REQUEST — Update everything from the start of the lines down to the line containing "[[594, 532, 659, 597]]", swapping "tight boxes" for "snug boxes" and keeping the rest unchanged. Return only those lines.

RECORDS SUPPLIED —
------
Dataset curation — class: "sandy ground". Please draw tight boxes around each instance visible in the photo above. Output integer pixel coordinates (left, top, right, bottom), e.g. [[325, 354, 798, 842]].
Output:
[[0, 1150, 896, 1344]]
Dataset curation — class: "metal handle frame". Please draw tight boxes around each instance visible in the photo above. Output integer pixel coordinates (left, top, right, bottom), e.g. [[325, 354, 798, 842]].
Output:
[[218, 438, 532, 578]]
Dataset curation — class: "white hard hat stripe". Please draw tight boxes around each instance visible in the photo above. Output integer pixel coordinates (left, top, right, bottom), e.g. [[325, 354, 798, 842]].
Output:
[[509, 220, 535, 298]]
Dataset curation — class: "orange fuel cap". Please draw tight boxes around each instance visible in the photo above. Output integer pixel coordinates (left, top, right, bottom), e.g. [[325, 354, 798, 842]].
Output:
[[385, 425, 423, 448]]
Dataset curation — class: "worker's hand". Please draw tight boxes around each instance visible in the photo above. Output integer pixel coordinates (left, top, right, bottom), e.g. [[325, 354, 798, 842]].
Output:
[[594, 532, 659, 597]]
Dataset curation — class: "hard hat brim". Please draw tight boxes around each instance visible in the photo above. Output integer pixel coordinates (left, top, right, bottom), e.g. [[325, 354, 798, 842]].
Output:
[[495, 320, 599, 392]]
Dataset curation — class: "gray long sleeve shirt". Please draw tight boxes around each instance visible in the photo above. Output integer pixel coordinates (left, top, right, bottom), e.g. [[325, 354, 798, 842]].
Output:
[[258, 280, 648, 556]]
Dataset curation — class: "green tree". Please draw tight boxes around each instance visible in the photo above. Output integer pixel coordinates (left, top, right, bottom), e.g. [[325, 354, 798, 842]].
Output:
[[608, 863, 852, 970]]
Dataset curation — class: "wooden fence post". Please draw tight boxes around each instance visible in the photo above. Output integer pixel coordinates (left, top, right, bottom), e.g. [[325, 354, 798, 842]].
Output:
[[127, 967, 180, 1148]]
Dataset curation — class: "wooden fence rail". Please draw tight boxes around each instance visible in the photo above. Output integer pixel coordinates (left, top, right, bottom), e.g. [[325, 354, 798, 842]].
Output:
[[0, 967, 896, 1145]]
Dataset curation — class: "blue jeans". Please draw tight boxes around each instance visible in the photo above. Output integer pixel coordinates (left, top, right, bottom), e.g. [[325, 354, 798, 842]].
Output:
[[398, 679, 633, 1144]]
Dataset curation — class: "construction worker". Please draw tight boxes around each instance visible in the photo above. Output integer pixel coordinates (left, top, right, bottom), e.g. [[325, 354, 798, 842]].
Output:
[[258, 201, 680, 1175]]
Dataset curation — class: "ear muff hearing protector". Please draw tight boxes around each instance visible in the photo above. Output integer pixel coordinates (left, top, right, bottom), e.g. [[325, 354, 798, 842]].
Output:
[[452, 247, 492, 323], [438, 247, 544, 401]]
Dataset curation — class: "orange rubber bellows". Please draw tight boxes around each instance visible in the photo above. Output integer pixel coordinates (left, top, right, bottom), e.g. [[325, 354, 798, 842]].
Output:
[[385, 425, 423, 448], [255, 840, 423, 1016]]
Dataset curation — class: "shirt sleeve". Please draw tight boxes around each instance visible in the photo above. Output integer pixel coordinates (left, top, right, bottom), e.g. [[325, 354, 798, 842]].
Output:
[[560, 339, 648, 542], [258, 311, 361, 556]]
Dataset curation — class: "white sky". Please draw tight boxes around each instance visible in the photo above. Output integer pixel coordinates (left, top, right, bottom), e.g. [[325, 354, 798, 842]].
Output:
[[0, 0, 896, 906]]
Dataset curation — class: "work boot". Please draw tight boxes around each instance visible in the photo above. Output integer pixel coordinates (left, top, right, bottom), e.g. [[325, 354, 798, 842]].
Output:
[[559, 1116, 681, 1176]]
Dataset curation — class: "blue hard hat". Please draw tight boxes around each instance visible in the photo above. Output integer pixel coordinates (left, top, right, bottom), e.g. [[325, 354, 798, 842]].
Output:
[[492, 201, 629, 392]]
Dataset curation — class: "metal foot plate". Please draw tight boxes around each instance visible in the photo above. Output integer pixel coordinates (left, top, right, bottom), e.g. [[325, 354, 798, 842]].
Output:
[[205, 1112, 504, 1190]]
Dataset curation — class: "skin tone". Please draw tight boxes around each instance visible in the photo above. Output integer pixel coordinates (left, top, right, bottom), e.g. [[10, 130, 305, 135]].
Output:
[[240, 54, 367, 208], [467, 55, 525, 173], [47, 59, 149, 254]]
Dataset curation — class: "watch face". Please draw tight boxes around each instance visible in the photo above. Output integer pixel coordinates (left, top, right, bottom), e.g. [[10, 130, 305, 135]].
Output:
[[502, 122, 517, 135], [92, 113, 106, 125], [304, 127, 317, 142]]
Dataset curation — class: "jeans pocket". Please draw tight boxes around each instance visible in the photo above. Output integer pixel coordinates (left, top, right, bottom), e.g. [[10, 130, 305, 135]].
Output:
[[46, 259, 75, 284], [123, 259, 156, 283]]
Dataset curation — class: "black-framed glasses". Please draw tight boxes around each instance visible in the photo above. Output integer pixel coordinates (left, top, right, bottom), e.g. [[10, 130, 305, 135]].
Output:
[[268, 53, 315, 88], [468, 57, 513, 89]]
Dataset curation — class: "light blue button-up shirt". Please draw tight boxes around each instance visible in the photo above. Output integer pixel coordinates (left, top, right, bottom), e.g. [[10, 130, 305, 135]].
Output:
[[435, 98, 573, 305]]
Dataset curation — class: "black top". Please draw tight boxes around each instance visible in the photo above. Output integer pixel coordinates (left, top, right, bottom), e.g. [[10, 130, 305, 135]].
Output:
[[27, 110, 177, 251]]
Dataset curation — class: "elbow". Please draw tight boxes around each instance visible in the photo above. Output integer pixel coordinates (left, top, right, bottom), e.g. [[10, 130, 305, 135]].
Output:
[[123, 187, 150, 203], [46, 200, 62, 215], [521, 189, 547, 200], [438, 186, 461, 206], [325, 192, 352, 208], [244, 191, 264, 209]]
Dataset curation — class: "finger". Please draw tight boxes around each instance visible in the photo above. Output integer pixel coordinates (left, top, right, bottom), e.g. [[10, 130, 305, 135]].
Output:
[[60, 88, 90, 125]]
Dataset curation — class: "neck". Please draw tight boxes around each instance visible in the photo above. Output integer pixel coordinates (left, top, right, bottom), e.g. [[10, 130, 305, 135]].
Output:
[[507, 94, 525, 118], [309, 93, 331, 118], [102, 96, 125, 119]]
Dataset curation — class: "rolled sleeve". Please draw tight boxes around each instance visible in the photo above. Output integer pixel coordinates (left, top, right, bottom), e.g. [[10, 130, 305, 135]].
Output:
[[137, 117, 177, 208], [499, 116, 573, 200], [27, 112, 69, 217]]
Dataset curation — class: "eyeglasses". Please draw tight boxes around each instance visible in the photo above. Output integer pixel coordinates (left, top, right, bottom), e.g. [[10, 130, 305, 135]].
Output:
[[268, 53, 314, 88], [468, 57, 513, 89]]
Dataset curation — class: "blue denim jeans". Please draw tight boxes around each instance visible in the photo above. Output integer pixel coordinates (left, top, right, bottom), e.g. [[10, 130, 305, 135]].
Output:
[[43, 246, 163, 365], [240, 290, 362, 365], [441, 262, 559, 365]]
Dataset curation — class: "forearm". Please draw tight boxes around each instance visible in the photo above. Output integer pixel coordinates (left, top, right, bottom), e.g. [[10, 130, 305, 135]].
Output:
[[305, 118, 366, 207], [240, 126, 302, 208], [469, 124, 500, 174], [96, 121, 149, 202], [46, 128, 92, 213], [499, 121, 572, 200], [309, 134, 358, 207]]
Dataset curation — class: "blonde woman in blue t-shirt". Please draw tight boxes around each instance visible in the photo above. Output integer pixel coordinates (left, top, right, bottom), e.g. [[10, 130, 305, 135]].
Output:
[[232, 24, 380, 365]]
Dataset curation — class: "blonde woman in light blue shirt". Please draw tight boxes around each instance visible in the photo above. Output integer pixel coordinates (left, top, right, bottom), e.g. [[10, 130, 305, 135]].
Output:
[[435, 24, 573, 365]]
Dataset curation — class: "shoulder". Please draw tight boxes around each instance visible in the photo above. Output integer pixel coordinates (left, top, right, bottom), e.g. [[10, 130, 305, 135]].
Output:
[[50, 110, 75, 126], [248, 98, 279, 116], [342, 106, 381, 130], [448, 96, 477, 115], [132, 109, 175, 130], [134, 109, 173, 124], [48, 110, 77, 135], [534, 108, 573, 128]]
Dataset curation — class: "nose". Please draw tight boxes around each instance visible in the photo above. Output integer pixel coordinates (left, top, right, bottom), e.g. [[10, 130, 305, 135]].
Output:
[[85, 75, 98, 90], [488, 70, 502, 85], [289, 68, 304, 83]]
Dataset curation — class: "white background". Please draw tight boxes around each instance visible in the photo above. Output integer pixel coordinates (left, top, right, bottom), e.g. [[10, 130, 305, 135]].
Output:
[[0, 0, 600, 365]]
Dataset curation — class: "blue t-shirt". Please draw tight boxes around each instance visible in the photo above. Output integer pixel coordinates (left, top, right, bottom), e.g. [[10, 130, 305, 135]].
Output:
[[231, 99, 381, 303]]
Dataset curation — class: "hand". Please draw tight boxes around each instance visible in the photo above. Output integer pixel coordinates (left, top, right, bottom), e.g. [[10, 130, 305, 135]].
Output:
------
EXERCISE OUTPUT —
Dataset curation — class: "sandy ground". Please draw snug boxes around each instance visible in the photo above. Output integer pixel coordinates (left, top, right, bottom), e.g. [[325, 354, 798, 842]].
Output:
[[0, 1150, 896, 1344]]
Dataset curation — class: "metal handle frame". Please draw snug boxes around each instance visible in the photo above. Output integer pixel coordinates (left, top, right, bottom), e.g. [[325, 354, 798, 842]].
Output:
[[218, 438, 532, 578]]
Dataset curation — class: "white hard hat stripe". Please draw snug boxes around each instance visible in the photo above. Output integer pixel coordinates (left, top, right, bottom), e.g. [[325, 354, 798, 842]].
Output:
[[509, 220, 535, 298]]
Dataset curation — class: "orange fuel cap". Please draw snug boxes around each instance visible in the photo above. Output integer pixel coordinates (left, top, right, bottom), e.g. [[325, 354, 798, 842]].
Output:
[[385, 425, 423, 448]]
Dataset curation — class: "worker's hand". Please draw snug boxes around each instance visible in the photo above. Output integer pixel coordinates (left, top, right, bottom), e.g. [[325, 354, 798, 842]].
Output:
[[594, 532, 659, 597]]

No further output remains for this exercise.